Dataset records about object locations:
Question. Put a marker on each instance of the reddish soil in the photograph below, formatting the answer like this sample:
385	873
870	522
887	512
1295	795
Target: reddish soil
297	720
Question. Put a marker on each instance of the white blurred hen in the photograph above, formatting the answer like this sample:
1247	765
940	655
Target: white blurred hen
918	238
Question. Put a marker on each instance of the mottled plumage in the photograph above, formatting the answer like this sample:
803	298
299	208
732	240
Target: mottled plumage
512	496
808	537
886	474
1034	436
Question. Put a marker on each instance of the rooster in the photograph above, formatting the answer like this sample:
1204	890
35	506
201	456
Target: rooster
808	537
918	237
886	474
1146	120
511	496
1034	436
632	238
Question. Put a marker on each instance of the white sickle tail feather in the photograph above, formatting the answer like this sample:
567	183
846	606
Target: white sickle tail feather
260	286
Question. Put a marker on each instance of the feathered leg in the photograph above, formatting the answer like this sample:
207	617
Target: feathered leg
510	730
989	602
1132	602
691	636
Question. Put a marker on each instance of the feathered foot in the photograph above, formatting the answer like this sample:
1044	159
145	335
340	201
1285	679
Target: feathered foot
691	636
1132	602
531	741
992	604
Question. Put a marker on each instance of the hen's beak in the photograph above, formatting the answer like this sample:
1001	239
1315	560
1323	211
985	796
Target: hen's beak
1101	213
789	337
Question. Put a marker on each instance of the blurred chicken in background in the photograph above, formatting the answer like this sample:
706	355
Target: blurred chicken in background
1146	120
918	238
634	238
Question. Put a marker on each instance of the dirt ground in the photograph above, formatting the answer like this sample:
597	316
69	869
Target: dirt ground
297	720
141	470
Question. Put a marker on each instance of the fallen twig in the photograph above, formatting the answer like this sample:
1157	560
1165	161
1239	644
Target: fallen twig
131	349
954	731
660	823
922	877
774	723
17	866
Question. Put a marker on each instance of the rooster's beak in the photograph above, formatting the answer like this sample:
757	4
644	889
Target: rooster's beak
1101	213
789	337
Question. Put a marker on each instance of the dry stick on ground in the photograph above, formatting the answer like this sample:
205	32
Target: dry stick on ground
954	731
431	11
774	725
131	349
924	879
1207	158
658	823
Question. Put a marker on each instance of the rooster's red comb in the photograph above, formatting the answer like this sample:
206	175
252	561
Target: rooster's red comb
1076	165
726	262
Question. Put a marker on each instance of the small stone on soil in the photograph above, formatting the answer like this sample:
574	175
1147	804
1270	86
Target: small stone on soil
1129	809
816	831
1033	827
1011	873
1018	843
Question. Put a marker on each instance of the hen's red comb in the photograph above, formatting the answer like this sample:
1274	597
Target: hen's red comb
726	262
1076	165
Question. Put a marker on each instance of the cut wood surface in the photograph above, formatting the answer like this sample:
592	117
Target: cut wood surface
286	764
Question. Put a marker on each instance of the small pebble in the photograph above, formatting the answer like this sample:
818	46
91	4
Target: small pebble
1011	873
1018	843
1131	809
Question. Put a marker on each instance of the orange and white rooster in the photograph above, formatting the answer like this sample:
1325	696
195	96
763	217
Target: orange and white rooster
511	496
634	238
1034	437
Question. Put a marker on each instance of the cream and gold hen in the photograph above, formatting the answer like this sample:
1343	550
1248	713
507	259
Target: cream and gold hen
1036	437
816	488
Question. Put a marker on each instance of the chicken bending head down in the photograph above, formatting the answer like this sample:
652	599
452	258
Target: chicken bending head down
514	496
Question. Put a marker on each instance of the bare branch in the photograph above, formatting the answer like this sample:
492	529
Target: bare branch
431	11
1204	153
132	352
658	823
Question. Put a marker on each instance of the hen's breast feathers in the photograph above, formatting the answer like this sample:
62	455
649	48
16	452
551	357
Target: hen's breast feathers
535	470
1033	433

- **Aim**: Give the listing again, word for word.

- **Result below**:
Question. Put a marker on each instance of the reddish soil in the photograph below, formatting the answer like this sample:
385	873
870	522
887	512
1295	795
Target: reddish soil
297	720
Question. Put a marker on each instance of the white blurred hen in the photograph above, formatting the answer like this sample:
1247	765
940	655
Target: white blurred hen
918	238
Question. Put a marker on each instance of the mottled plumage in the photograph above, formatting the answer like this sample:
803	298
299	208
732	240
Target: mottled plumage
512	496
808	537
886	474
1034	436
Question. Put a marker on each instance of the rooster in the photograph above, formatting the answer like this sample:
1204	890
35	506
201	456
Target: rooster
808	537
918	237
886	474
1146	120
511	496
1034	436
632	238
Question. Put a marker on each instance of the white sickle tail feather in the photograph above, formatting the answer like this sample:
567	183
846	606
Target: white sickle tail feather
260	286
Question. Put a marker on each instance of the feathered leg in the photograph above, formatting the answer like this sample:
207	617
Target: feathered leg
510	730
989	602
1132	602
691	636
Question. Put a marker on each instance of the feathered foot in the photograph above, formatting the answer like this sample:
1044	159
145	335
340	201
1285	679
Target: feathered foot
691	636
1132	602
531	741
992	604
Question. Put a marker on each instance of the hen's beak in the photograph above, formatting the answer like this sample:
1001	239
1315	560
1323	211
985	796
Target: hen's beak
1101	213
789	337
Question. Put a marker on each instance of the blurred chicken in background in the photograph above, formatting the answer like this sample:
706	355
Target: blurred chicken in background
1146	120
918	238
634	238
Question. Put a marker on each instance of the dirt ground in the photograph above, formatting the answer like this sample:
597	316
69	869
Target: dirt ground
297	720
141	470
Question. Put a marker on each instance of the fallen twig in the photograph above, formatting the answer like this sample:
1157	560
1165	161
1239	644
Target: fallen twig
131	349
954	731
660	823
922	877
774	723
17	866
Question. Put a marker on each instance of the rooster's beak in the photograph above, formatting the answer like this sample:
757	4
644	889
Target: rooster's beak
1101	213
789	337
Question. Put a marker on each instance of the dry stick on ground in the photograph above, formatting the answer like this sample:
205	32
Target: dry stick on ground
954	731
431	11
774	725
131	349
924	879
1207	158
658	823
Question. Put a marker on each instance of the rooster's red comb in the photograph above, formatting the answer like this sample:
206	175
252	561
Target: rooster's red comb
1076	165
726	262
Question. Put a marker on each instance of the small stone on soil in the photograph above, formatting the answer like this sample:
574	175
1147	804
1270	86
Target: small stone on soil
1129	809
816	831
1033	827
1011	873
1018	843
Question. Put a marker on each instance of the hen's red comb in the photograph above, formatting the answer like this sample:
1274	597
Target: hen's red comb
726	262
1076	165
Question. Put a marker on each instance of the cut wood surface in the photograph above, formatting the answer like this sample:
592	117
Target: cut wood surface
286	764
Question. Put a marker on each instance of the small pebble in the photograph above, formatting the answer like this sample:
818	46
91	4
Target: small pebble
1011	873
1018	843
1131	809
Question. Put a marker on each instance of the orange and white rooster in the photograph above, formatting the answer like this sample:
1325	696
195	96
763	217
Target: orange and white rooster
511	496
634	238
1034	437
Question. Put a marker on each instance of the cream and gold hen in the photograph above, formatting the answer like this sample:
1343	550
1248	713
507	259
Target: cream and gold hen
1036	437
816	488
Question. Put a marker on each instance of the chicken bending head down in the photograph above, formatting the answer like this sample:
652	599
452	258
Target: chicken bending head down
514	496
Question. Put a marker on each instance of the bare branch in the photograph above, formatting the answer like this sample:
492	529
Target: bare branch
431	11
1204	153
132	352
658	823
Question. Put a marker on each instance of the hen's breast feathers in the photograph above, formatting the answer like this sample:
62	455
649	48
16	452
551	357
Target: hen's breast feathers
535	470
1033	433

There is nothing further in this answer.